>> start
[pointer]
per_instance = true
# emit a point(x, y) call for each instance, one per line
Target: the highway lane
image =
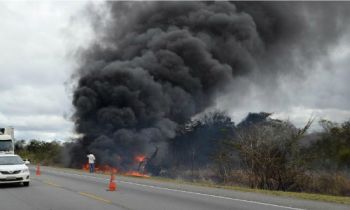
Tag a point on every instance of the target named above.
point(71, 189)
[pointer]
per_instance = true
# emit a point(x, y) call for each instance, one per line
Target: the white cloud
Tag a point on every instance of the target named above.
point(34, 40)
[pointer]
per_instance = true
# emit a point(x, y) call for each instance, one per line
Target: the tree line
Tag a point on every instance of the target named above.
point(259, 152)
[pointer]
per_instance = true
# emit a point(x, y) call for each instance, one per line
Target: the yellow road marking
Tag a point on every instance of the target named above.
point(51, 183)
point(95, 197)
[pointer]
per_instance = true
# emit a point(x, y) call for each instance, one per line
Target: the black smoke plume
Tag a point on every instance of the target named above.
point(154, 65)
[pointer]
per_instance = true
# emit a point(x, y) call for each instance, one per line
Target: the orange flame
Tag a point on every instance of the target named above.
point(139, 158)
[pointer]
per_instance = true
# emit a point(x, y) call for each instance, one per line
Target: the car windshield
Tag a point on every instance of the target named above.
point(10, 160)
point(6, 145)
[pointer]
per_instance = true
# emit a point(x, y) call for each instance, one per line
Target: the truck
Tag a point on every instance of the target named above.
point(7, 140)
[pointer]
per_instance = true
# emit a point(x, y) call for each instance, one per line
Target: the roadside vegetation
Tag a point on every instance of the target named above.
point(260, 153)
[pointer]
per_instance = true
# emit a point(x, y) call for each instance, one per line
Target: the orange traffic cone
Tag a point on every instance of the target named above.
point(38, 173)
point(112, 183)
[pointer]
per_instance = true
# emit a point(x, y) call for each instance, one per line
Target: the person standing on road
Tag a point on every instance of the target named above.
point(92, 159)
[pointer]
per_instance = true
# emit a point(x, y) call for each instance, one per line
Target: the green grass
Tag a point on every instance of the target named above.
point(300, 195)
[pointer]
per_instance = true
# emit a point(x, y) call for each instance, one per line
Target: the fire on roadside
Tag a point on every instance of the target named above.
point(106, 169)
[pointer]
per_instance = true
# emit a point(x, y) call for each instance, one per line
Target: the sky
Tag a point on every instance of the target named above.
point(37, 42)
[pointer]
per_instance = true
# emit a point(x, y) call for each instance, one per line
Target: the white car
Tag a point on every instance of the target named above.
point(13, 170)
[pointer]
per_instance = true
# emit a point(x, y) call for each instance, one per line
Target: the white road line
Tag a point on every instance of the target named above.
point(183, 191)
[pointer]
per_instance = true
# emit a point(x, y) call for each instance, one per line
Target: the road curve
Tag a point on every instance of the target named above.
point(64, 189)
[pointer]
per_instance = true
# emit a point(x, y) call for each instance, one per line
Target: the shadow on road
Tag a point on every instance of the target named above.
point(11, 185)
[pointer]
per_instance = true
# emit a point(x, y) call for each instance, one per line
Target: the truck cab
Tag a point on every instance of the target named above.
point(7, 141)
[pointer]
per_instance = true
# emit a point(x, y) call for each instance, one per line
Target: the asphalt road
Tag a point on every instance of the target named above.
point(61, 189)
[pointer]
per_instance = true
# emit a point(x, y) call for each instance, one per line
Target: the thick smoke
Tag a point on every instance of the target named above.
point(155, 65)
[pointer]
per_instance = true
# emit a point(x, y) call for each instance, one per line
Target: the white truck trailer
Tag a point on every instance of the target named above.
point(7, 140)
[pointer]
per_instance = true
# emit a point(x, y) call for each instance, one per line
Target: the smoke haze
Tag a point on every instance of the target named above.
point(154, 65)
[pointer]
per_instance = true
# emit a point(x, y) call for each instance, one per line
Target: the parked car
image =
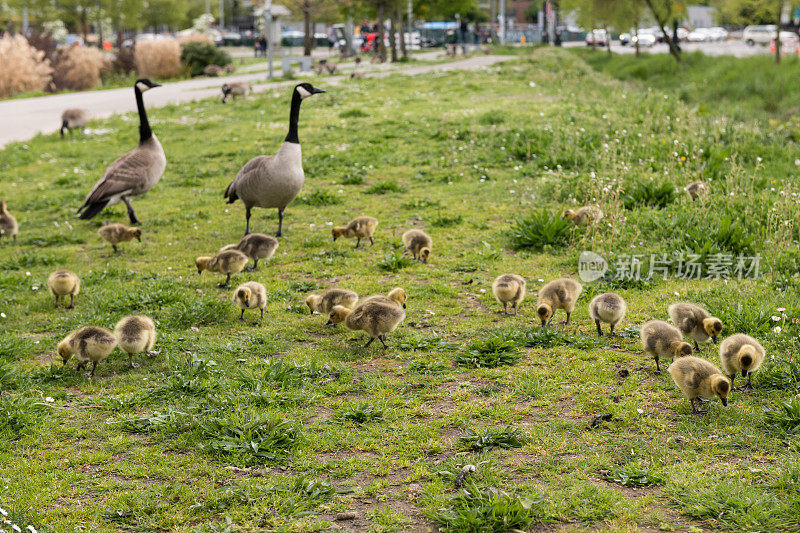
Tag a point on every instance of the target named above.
point(597, 38)
point(763, 35)
point(645, 38)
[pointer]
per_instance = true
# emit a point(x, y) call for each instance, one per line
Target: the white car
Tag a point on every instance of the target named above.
point(644, 38)
point(763, 35)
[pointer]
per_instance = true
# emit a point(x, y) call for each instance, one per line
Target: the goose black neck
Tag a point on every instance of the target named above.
point(294, 118)
point(144, 126)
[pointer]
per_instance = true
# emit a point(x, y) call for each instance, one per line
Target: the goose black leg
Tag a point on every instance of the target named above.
point(280, 223)
point(131, 213)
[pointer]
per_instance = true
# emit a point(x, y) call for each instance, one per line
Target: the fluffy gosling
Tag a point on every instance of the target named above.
point(255, 246)
point(696, 189)
point(227, 262)
point(558, 294)
point(584, 216)
point(695, 322)
point(116, 233)
point(741, 353)
point(698, 378)
point(418, 244)
point(8, 224)
point(375, 317)
point(609, 308)
point(135, 334)
point(397, 296)
point(325, 302)
point(358, 228)
point(661, 339)
point(63, 283)
point(88, 343)
point(250, 295)
point(509, 289)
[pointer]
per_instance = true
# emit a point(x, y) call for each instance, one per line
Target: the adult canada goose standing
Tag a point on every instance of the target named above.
point(273, 181)
point(134, 173)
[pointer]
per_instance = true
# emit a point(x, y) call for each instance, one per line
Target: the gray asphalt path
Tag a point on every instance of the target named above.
point(24, 118)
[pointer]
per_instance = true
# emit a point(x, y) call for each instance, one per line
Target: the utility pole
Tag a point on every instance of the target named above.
point(268, 34)
point(502, 22)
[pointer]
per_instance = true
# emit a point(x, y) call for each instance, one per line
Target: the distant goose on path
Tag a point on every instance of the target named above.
point(273, 181)
point(134, 173)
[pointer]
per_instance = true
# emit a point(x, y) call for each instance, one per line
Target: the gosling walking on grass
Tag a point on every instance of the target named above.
point(358, 228)
point(741, 353)
point(115, 234)
point(509, 289)
point(63, 283)
point(698, 378)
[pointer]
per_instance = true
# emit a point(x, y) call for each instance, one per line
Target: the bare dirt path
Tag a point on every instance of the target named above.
point(24, 118)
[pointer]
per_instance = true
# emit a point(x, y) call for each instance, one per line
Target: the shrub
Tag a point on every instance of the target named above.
point(159, 58)
point(539, 230)
point(197, 55)
point(24, 67)
point(78, 68)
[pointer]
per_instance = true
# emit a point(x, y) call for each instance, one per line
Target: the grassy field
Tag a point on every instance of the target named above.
point(287, 425)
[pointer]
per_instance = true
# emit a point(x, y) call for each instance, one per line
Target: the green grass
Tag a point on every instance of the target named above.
point(281, 425)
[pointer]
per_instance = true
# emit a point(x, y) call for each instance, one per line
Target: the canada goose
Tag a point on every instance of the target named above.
point(256, 246)
point(226, 262)
point(8, 223)
point(741, 353)
point(418, 244)
point(116, 233)
point(697, 377)
point(135, 334)
point(584, 216)
point(235, 88)
point(358, 228)
point(661, 339)
point(88, 343)
point(695, 322)
point(509, 289)
point(73, 118)
point(134, 173)
point(250, 295)
point(607, 307)
point(696, 189)
point(323, 303)
point(396, 296)
point(63, 283)
point(558, 294)
point(375, 317)
point(274, 180)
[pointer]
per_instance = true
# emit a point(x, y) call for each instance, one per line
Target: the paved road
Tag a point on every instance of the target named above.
point(24, 118)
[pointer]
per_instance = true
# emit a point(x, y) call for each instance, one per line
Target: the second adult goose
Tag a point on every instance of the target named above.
point(273, 181)
point(134, 173)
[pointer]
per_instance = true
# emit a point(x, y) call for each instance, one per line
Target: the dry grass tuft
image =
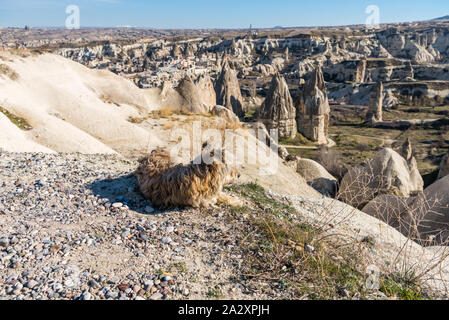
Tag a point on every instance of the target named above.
point(7, 71)
point(18, 121)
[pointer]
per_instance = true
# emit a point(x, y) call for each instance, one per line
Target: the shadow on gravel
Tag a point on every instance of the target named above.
point(124, 190)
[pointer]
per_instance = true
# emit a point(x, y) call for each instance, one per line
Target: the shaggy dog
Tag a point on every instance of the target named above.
point(168, 185)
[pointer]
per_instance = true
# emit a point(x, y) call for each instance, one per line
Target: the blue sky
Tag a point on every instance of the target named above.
point(215, 13)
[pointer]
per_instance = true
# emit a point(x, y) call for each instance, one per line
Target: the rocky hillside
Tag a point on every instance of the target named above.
point(75, 227)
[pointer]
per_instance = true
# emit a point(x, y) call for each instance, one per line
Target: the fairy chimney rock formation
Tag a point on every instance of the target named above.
point(312, 111)
point(374, 113)
point(278, 110)
point(191, 99)
point(176, 52)
point(228, 91)
point(361, 70)
point(207, 91)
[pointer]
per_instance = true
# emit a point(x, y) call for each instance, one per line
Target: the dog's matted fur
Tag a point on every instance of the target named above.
point(195, 185)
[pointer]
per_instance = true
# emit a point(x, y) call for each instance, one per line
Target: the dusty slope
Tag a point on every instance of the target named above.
>> end
■ **Requirements**
Copy out the items from the beginning through the line that contains "point(139, 158)", with both ends included. Don't put the pictures in your answer.

■ **Result**
[pointer]
per_instance = true
# emit a point(x, y) call for each instance, one per line
Target: the highway lane
image =
Tag a point on every instance of the target named above.
point(71, 189)
[pointer]
per_instance = true
# emit a point(x, y) call for each instance, one per line
Target: the white cloud
Tag a point on every instance of the target named above.
point(34, 40)
[pointer]
per_instance = true
# emit a point(x, y) call for each instance, one per line
Target: the tree line
Tag a point on every instance of the target named above.
point(259, 152)
[pointer]
per_instance = true
# emit a point(x, y) call for each instance, one per line
Target: the yellow road marking
Tag a point on every instance of the target named above.
point(51, 183)
point(95, 197)
[pointer]
per_instance = true
# emit a point(x, y) call for each instance, one per line
Target: the black smoke plume
Tag a point on every instance of the target named above.
point(154, 65)
[pointer]
per_instance = true
# emit a point(x, y) call for each instance, one per line
Target: the orange flame
Tag a point on every instance of the target named above.
point(139, 158)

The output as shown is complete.